EXERCISE INPUT
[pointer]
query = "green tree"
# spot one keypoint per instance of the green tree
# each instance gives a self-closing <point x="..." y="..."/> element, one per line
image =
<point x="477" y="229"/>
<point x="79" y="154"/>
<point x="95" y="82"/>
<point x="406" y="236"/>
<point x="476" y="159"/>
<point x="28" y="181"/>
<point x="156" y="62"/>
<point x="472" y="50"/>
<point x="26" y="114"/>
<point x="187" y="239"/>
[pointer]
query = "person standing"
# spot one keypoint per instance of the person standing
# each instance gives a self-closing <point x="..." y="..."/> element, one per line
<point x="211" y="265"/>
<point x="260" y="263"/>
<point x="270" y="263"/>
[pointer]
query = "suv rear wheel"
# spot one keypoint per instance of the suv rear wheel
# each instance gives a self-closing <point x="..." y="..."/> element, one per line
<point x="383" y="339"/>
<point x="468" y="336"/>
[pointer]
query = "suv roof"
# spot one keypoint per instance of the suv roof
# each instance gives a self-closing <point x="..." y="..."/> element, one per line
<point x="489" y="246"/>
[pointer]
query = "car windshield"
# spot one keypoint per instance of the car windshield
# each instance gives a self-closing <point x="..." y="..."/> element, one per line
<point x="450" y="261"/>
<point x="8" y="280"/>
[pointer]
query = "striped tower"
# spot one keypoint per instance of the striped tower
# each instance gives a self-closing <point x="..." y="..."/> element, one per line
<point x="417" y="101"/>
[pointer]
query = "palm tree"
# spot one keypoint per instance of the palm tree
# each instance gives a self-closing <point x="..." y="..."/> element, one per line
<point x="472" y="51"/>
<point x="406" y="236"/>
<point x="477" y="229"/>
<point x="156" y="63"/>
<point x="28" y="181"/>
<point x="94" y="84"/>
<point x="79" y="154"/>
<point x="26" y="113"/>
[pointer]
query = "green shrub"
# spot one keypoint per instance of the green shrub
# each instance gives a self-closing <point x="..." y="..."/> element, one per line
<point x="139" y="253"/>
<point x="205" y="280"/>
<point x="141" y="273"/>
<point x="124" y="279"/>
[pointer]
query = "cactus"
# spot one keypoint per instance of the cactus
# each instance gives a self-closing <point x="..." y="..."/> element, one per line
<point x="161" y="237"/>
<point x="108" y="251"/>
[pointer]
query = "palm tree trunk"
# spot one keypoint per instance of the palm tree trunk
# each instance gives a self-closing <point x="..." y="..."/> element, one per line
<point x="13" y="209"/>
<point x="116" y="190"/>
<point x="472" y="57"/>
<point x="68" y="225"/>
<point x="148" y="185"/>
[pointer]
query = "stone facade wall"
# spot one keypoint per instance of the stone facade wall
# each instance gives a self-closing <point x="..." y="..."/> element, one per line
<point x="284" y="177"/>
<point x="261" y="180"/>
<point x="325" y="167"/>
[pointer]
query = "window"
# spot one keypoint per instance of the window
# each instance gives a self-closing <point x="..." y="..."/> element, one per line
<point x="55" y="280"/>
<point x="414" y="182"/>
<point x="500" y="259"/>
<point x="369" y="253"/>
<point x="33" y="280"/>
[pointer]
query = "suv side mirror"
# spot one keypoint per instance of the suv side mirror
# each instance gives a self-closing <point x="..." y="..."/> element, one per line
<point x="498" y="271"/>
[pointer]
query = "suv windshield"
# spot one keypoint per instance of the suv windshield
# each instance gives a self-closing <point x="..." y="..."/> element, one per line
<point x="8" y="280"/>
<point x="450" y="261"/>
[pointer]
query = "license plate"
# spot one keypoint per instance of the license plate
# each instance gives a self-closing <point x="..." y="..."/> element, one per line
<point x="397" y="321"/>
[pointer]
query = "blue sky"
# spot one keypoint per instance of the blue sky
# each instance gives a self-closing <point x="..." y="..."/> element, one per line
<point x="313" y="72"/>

EXERCISE
The line with "# spot one keypoint per instance of the car" marks the end; reproduce exactly every line from the start of the entries up to it, that line included.

OUTPUT FOR THIS TASK
[pointer]
query = "green tree"
# spot one keypoint per instance of the green tree
# each instance gives a self-closing <point x="..." y="..."/> element, one per line
image =
<point x="477" y="229"/>
<point x="79" y="154"/>
<point x="95" y="82"/>
<point x="406" y="236"/>
<point x="476" y="159"/>
<point x="28" y="181"/>
<point x="156" y="62"/>
<point x="472" y="50"/>
<point x="26" y="114"/>
<point x="187" y="239"/>
[pointer]
query = "person standing"
# spot one keypoint per instance of the person standing
# each instance gives a self-closing <point x="..." y="..."/> element, one per line
<point x="211" y="265"/>
<point x="260" y="263"/>
<point x="270" y="263"/>
[pointer]
query = "suv rear wheel"
# spot one keypoint per instance of the suv rear wheel
# each instance gives a self-closing <point x="..." y="..."/> element, one per line
<point x="383" y="339"/>
<point x="468" y="336"/>
[pointer]
query = "suv roof"
# spot one keypoint per instance of the suv roof
# each instance gives a self-closing <point x="..." y="..."/> element, one per line
<point x="489" y="246"/>
[pointer]
query = "car windshield"
# spot one keypoint per instance of the car windshield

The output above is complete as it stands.